What the task requires
Down to the final line, print the records below exactly and without pictures.

Extracted material
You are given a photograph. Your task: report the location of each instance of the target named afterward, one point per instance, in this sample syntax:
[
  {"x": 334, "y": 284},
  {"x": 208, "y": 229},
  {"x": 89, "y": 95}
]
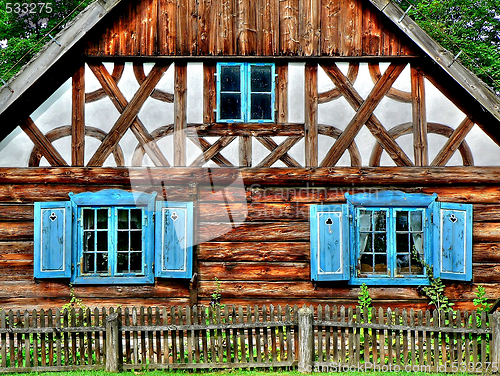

Solution for this exercise
You are given a photograph. Your task: report the location of each instance of the target named afterward, one point per instance, in this sample syntax:
[
  {"x": 334, "y": 284},
  {"x": 208, "y": 229},
  {"x": 89, "y": 95}
]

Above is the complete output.